◆ WORK TO DO:
Rescale only the lines that begin at the one containing "[segment] blue sky" and end after the one containing "818], [158, 818]]]". Repeat them in full, requests included, with every vertex coordinate in the outlines multiplied by 1.75 and rounded to a whole number, halves rounding up.

◆ DATA FOR THIS EXERCISE:
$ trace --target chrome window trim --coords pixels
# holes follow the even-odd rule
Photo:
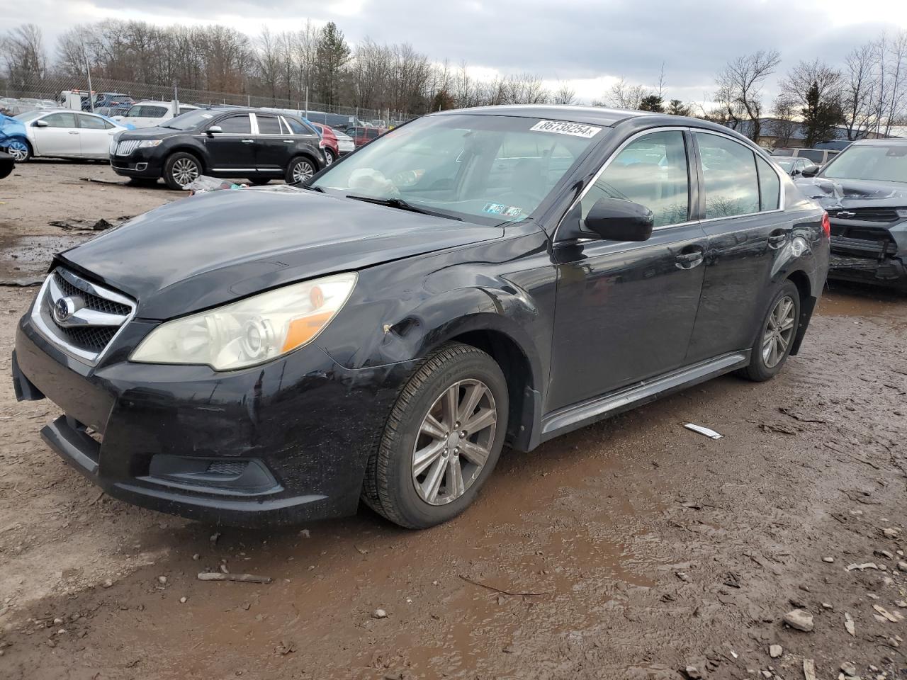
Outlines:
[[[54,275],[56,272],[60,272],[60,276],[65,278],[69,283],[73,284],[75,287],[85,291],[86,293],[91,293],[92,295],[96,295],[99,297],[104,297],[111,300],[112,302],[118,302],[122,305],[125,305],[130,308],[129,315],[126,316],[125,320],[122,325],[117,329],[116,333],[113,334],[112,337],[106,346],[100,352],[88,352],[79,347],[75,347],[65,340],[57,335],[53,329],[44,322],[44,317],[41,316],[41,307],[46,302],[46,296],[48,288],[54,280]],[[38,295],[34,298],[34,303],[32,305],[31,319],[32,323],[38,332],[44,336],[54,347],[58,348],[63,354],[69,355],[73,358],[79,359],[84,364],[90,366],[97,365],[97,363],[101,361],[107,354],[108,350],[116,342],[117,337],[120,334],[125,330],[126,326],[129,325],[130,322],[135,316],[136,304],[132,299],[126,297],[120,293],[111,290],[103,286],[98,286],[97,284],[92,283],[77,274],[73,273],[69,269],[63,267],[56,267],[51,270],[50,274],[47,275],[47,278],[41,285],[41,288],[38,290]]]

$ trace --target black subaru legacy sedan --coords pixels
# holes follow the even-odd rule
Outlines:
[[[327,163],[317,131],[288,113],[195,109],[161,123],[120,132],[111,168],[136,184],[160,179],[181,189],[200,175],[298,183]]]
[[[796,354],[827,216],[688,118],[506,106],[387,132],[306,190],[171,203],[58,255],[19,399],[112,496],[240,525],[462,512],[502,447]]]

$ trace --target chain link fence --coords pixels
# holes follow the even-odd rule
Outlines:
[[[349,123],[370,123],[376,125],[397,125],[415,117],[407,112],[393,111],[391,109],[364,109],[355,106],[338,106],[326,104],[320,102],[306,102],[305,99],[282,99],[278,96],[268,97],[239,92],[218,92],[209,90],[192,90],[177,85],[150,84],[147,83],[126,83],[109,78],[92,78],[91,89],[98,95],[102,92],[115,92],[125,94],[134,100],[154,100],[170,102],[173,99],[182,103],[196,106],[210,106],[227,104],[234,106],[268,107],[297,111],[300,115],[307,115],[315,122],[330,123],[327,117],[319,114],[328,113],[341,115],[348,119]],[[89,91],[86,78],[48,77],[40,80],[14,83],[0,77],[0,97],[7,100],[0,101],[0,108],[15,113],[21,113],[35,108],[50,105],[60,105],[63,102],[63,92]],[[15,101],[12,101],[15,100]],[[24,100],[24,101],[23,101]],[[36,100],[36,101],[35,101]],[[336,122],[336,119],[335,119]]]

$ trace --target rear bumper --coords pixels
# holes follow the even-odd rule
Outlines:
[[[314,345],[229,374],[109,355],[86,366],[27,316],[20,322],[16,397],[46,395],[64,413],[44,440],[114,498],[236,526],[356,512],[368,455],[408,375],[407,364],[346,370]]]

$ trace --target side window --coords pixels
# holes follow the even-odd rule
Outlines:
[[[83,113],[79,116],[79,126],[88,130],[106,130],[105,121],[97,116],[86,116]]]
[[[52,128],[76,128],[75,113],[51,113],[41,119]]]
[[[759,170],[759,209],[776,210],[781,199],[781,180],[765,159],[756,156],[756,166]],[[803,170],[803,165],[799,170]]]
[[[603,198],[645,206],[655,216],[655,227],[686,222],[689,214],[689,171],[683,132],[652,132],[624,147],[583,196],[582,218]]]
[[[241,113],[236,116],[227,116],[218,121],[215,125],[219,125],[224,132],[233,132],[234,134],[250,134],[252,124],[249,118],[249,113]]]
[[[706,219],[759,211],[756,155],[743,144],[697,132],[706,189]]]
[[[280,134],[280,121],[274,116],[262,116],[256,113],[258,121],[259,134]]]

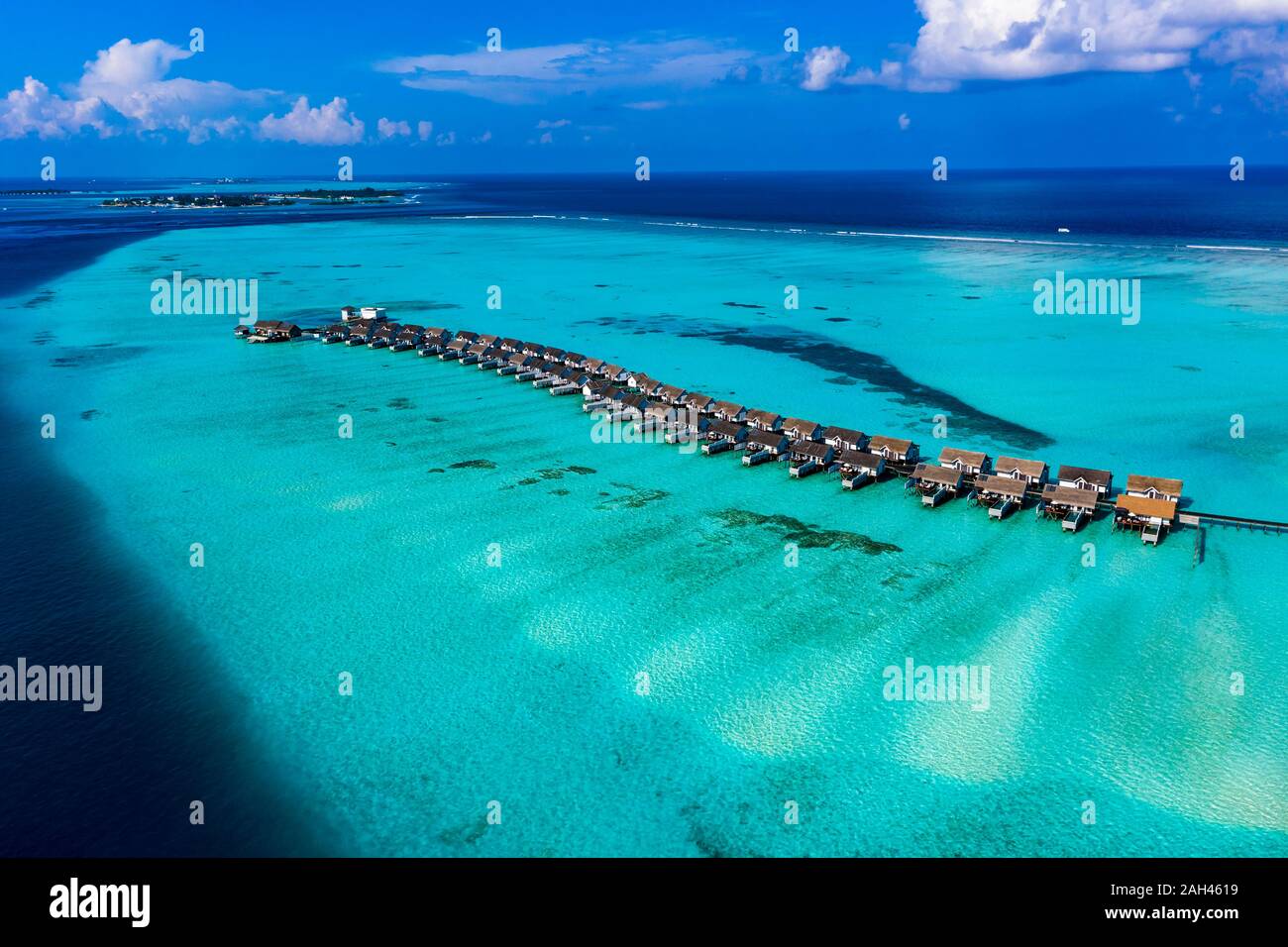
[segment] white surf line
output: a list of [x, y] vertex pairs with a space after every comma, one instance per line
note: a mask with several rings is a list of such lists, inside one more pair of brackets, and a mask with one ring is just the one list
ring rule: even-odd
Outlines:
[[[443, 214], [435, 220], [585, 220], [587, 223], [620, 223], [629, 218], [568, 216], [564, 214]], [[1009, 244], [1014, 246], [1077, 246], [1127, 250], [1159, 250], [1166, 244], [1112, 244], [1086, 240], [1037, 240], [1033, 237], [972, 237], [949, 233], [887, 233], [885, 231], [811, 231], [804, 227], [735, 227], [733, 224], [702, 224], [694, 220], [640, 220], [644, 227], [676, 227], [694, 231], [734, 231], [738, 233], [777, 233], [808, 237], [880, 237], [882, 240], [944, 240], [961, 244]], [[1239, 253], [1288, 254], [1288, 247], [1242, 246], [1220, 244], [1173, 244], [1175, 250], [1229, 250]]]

==

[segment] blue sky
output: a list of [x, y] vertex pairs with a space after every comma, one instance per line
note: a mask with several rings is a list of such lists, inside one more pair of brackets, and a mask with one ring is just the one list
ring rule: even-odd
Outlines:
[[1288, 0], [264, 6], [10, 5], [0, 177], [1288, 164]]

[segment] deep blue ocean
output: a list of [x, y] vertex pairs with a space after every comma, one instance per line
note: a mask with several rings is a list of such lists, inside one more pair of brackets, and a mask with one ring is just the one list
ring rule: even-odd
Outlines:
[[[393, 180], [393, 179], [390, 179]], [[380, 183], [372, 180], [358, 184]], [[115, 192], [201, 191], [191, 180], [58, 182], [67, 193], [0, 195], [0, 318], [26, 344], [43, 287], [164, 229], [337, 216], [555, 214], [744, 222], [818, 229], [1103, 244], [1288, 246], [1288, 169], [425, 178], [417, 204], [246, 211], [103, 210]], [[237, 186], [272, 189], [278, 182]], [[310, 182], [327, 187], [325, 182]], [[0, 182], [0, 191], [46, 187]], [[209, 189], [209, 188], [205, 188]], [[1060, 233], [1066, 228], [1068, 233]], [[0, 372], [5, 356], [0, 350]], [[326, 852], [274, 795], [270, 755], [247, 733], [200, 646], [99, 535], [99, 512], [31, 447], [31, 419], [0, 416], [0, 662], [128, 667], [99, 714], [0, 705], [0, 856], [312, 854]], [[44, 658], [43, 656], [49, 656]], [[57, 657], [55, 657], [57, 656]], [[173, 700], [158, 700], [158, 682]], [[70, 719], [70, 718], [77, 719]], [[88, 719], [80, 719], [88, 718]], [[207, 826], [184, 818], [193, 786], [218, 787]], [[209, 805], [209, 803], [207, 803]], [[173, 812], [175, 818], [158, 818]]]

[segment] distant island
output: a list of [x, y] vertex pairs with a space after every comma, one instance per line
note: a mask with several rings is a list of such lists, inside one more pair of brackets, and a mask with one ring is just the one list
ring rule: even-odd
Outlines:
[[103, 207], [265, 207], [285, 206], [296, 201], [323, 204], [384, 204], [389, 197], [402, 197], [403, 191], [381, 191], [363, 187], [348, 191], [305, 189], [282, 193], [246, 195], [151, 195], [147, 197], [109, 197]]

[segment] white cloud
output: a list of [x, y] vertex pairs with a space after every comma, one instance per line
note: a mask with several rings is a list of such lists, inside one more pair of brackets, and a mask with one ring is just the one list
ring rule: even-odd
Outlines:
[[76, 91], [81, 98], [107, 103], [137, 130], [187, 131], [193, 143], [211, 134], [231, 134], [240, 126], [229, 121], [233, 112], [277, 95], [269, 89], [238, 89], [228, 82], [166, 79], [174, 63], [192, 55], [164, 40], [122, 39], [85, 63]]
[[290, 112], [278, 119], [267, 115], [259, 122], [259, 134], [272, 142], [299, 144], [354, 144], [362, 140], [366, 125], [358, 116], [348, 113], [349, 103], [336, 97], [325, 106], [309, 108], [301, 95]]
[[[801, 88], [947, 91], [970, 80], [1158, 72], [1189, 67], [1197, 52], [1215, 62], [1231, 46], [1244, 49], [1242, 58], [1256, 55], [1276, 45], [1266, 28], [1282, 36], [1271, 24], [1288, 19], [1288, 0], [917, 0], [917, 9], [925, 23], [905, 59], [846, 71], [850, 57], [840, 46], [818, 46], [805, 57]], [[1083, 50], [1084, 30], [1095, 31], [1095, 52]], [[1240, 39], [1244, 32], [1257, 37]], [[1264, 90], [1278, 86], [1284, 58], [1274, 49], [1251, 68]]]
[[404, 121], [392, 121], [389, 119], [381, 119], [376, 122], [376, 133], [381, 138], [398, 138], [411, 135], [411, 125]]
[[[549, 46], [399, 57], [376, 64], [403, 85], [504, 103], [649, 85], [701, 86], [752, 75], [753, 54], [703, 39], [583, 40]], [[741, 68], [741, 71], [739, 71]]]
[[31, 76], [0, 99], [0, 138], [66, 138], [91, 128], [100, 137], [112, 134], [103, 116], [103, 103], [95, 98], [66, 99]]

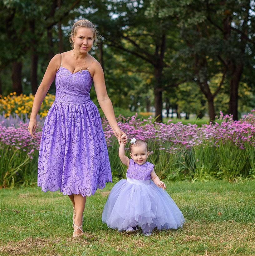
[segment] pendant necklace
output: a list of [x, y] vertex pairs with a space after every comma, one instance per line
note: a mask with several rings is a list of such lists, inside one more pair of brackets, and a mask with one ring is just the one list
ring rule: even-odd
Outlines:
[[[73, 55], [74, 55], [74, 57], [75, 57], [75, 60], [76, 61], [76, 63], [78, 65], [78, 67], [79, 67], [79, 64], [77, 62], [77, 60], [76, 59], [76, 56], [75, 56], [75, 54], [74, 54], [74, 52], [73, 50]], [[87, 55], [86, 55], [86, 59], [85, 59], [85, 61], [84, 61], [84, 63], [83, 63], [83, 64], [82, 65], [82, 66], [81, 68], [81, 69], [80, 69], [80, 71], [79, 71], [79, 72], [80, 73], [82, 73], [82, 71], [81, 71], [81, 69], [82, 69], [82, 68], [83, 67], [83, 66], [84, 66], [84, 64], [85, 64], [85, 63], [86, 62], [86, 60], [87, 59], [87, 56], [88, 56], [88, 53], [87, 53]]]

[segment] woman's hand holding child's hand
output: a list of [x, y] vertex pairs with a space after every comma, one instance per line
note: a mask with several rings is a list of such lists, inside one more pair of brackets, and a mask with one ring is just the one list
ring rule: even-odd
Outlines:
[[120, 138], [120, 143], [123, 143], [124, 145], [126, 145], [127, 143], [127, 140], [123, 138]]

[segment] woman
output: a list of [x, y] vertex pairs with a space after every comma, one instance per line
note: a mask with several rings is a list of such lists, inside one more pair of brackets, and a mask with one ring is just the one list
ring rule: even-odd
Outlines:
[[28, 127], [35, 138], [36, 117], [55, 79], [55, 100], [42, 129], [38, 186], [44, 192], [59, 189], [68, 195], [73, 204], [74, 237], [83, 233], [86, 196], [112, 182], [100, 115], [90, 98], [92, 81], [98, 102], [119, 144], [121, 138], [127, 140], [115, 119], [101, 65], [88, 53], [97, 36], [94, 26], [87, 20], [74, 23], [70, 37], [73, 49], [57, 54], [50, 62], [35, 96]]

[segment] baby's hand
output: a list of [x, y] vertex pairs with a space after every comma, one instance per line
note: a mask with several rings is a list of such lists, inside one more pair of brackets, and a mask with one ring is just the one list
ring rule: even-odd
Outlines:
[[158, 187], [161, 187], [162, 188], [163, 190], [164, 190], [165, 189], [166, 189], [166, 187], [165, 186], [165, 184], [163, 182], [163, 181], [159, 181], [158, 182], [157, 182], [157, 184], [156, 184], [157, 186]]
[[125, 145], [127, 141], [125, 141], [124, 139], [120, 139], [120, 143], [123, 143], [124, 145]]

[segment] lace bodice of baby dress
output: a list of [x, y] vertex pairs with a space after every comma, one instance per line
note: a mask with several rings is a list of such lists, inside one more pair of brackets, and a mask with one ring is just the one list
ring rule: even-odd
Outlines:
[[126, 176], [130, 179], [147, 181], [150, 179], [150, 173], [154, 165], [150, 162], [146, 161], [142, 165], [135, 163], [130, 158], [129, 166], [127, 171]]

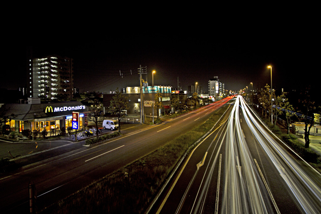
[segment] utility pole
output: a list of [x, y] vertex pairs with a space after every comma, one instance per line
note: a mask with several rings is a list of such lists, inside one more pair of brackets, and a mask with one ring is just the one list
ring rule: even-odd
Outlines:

---

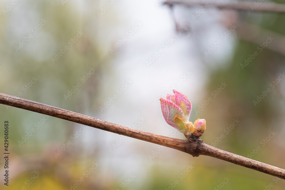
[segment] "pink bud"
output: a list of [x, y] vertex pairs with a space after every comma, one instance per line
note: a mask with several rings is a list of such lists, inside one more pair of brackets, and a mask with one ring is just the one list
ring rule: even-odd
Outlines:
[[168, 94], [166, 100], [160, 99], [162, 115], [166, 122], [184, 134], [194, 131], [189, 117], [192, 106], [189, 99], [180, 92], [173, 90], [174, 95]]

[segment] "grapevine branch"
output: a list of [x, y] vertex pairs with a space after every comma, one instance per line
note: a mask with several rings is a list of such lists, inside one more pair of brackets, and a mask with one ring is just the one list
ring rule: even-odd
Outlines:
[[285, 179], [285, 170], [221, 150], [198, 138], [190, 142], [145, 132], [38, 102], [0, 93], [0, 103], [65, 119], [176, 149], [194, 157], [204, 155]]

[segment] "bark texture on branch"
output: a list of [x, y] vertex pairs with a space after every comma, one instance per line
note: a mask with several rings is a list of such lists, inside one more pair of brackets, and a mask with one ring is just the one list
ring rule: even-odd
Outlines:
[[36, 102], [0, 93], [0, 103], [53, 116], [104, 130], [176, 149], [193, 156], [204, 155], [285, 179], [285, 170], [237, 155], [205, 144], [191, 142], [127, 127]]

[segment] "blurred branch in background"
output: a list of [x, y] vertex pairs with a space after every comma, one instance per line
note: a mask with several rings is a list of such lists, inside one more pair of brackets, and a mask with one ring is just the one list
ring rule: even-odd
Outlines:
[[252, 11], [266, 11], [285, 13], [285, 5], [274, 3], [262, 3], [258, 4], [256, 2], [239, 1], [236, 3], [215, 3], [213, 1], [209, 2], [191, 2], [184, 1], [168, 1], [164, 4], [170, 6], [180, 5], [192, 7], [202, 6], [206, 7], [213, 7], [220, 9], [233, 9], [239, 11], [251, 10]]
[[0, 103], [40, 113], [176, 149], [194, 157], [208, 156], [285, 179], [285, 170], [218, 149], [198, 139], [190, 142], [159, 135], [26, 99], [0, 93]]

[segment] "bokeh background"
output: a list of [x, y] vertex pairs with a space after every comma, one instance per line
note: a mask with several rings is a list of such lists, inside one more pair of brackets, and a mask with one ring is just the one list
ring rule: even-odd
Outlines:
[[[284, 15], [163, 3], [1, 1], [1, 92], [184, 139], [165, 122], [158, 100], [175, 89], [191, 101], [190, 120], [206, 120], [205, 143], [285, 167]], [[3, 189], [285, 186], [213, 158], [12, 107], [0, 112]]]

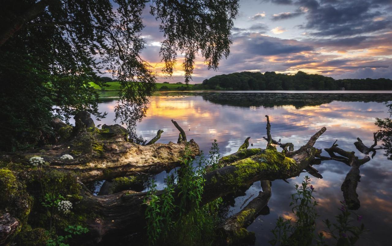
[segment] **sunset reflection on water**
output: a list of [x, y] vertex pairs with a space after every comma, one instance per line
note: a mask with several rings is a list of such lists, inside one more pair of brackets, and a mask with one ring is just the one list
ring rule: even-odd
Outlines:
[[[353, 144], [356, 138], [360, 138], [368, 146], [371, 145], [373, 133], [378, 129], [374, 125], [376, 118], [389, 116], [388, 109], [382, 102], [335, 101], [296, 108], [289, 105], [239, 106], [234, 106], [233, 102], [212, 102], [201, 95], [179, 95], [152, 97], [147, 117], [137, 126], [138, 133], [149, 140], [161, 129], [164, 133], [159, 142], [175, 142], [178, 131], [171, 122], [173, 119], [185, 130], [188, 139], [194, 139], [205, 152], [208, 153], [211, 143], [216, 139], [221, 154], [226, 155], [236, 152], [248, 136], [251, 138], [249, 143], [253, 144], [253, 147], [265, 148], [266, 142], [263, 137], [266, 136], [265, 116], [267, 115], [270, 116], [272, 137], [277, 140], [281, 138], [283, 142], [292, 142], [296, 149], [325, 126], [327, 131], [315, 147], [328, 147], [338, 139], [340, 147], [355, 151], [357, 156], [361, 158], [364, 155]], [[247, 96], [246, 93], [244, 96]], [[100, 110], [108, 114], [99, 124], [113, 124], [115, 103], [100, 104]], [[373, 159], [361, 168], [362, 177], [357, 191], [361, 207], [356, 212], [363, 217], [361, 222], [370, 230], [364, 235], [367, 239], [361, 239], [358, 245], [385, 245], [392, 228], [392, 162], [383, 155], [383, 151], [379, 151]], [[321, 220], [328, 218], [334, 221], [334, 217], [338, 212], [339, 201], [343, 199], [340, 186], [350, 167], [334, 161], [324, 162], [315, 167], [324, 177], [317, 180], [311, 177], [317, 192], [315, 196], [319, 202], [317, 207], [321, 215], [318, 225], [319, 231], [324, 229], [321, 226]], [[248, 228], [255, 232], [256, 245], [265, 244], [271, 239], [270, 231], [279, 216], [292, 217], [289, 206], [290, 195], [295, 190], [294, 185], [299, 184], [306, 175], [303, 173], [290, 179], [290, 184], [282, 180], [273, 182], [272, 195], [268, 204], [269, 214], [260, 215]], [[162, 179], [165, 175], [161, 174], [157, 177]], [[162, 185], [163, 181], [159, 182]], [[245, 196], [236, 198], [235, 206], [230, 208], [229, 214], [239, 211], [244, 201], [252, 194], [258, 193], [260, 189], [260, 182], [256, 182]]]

◆ ANSWER TO THE TASK:
[segment] blue sky
output: a list of [x, y] vertex pairs with a space after every comma, one instance per line
note: a mask with several rings is a list of such lists, inside one more pair of brackets, and a mask with one ring is just the one list
ring rule: even-odd
Outlines:
[[2254, 0], [462, 11], [18, 9], [0, 310], [2254, 287]]

[segment] deep blue ocean
output: a list of [x, y] vertex pairs with a space after every comma, one instance per line
note: a mask with several rings is a list of such lists, inside one more pair of brackets, and a mask with one ring is just the one list
ring rule: even-odd
Outlines:
[[[688, 315], [688, 313], [683, 313]], [[665, 320], [651, 315], [627, 322]], [[201, 336], [352, 334], [334, 315], [102, 319], [117, 338], [0, 341], [0, 557], [46, 602], [75, 502], [287, 401], [590, 378], [971, 375], [1302, 389], [1432, 401], [1930, 427], [2254, 431], [2254, 296], [744, 312], [730, 357], [431, 369], [180, 368]], [[415, 326], [476, 331], [487, 319]], [[543, 319], [572, 327], [569, 319]], [[0, 319], [0, 334], [81, 327]], [[366, 331], [366, 329], [359, 329]], [[1855, 408], [1866, 399], [1869, 408]], [[0, 651], [9, 623], [0, 613]], [[571, 1491], [480, 1391], [473, 1321], [432, 1283], [350, 1131], [173, 936], [173, 896], [54, 782], [54, 733], [0, 728], [0, 1159], [224, 1167], [173, 1250], [0, 1234], [0, 1498], [546, 1495]], [[77, 1152], [75, 1148], [86, 1148]], [[100, 1150], [96, 1150], [100, 1148]], [[303, 1225], [277, 1225], [277, 1194]], [[123, 1258], [123, 1257], [135, 1258]], [[154, 1258], [140, 1258], [154, 1257]], [[362, 1446], [322, 1432], [338, 1376], [382, 1377]], [[366, 1409], [366, 1405], [362, 1405]], [[303, 1421], [306, 1432], [277, 1432]]]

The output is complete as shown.